■ Work to complete ■
A faithful copy of the entries is required, with no images in it.

Data entries
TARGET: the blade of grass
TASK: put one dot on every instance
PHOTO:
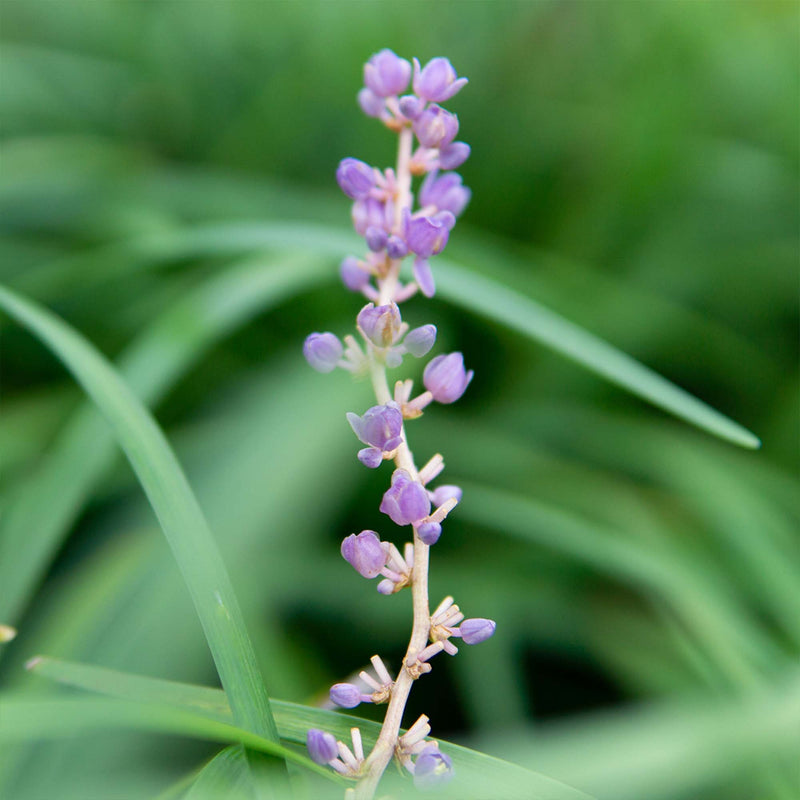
(177, 509)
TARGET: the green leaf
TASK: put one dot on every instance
(177, 509)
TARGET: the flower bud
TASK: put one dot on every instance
(419, 341)
(445, 192)
(435, 127)
(475, 631)
(406, 502)
(321, 745)
(432, 768)
(365, 553)
(322, 351)
(355, 178)
(445, 378)
(346, 695)
(353, 276)
(380, 325)
(386, 73)
(429, 532)
(437, 80)
(453, 155)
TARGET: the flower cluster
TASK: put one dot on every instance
(396, 229)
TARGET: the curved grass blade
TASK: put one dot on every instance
(51, 499)
(475, 769)
(177, 509)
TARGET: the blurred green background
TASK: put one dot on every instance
(634, 167)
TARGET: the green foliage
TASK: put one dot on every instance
(167, 191)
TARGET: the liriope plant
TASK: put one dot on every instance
(397, 225)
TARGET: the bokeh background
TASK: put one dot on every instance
(634, 167)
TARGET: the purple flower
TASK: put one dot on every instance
(419, 341)
(429, 532)
(426, 236)
(445, 192)
(346, 695)
(386, 73)
(445, 378)
(432, 768)
(406, 501)
(380, 325)
(475, 631)
(365, 553)
(321, 746)
(371, 104)
(437, 80)
(453, 155)
(355, 178)
(436, 127)
(322, 351)
(381, 427)
(353, 276)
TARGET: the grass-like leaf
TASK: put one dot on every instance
(177, 509)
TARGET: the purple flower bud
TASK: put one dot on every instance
(371, 104)
(355, 178)
(376, 238)
(321, 746)
(475, 631)
(436, 127)
(445, 378)
(419, 341)
(346, 695)
(368, 213)
(429, 532)
(453, 155)
(353, 276)
(437, 80)
(386, 73)
(322, 351)
(381, 324)
(426, 236)
(381, 427)
(445, 192)
(365, 553)
(411, 106)
(406, 502)
(396, 247)
(424, 277)
(432, 768)
(441, 494)
(370, 457)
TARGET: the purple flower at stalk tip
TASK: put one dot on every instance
(432, 768)
(406, 501)
(475, 631)
(346, 695)
(426, 236)
(323, 351)
(424, 277)
(353, 276)
(321, 746)
(381, 427)
(356, 179)
(364, 553)
(386, 73)
(445, 192)
(436, 127)
(419, 341)
(437, 80)
(445, 377)
(380, 324)
(371, 104)
(453, 155)
(429, 532)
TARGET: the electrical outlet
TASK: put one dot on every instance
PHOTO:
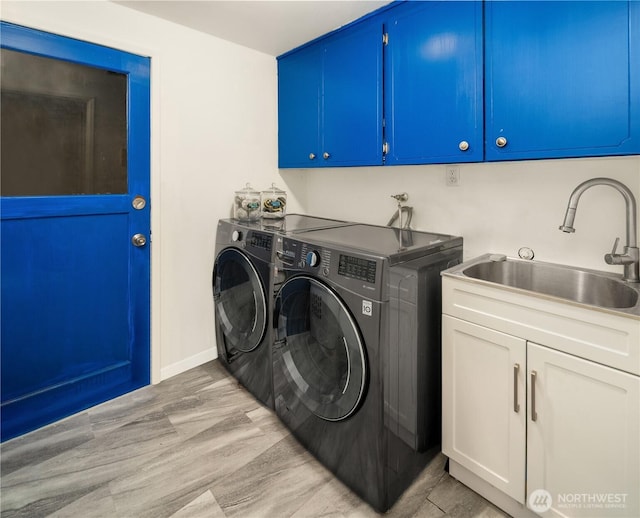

■ Final answer ■
TARGET: the blade of grass
TASK: put one dot on every instance
PHOTO:
(177, 509)
TARGET: the green leaf
TASK: put one dot on every instance
(177, 509)
TARGET: the flower bud
TASK: put one dot on every instance
(419, 341)
(445, 192)
(435, 127)
(475, 631)
(406, 502)
(321, 745)
(432, 768)
(365, 553)
(322, 351)
(355, 178)
(445, 378)
(346, 695)
(353, 276)
(380, 325)
(386, 73)
(429, 532)
(437, 80)
(453, 155)
TARGET: the flower cluster
TASK: put one dot on every instance
(396, 229)
TARGET: the curved grass blade
TASK: put one dot on every instance
(51, 499)
(475, 769)
(177, 509)
TARGET: the blurred green background
TASK: put one dot on every instance
(634, 167)
TARGET: the green foliage
TASK: put one dot on every instance
(167, 191)
TARGET: the liriope plant
TASK: put one dot on every instance
(397, 225)
TARGET: the bokeh background
TASK: put one dot on every instance
(634, 167)
TARGET: the purple flower
TASK: put one dot on every instance
(419, 341)
(429, 532)
(426, 236)
(445, 192)
(346, 695)
(386, 73)
(445, 378)
(432, 768)
(406, 501)
(380, 325)
(475, 631)
(365, 553)
(321, 746)
(371, 104)
(437, 80)
(453, 155)
(355, 178)
(436, 127)
(322, 351)
(381, 427)
(353, 276)
TARGET: the grass-like leaf
TASK: put one dot on every instance
(177, 509)
TARGET: the purple flower bud
TASK: put one dot on every instance
(371, 104)
(355, 178)
(376, 238)
(321, 746)
(475, 631)
(436, 127)
(445, 378)
(419, 341)
(346, 695)
(368, 213)
(429, 532)
(453, 155)
(353, 276)
(437, 80)
(386, 73)
(322, 351)
(381, 324)
(426, 236)
(381, 427)
(445, 192)
(365, 553)
(411, 106)
(406, 502)
(396, 247)
(424, 277)
(432, 768)
(441, 494)
(370, 457)
TARGET: the purple flower at stalk tip
TASK: put one dot on every instance
(432, 768)
(406, 501)
(475, 631)
(346, 695)
(426, 236)
(323, 351)
(424, 277)
(353, 276)
(321, 746)
(381, 427)
(356, 179)
(364, 553)
(386, 73)
(445, 192)
(436, 127)
(419, 341)
(437, 80)
(445, 377)
(380, 324)
(371, 104)
(453, 155)
(429, 532)
TARGET: the electrical outlet
TASK: put one dot on every instance
PHOTO:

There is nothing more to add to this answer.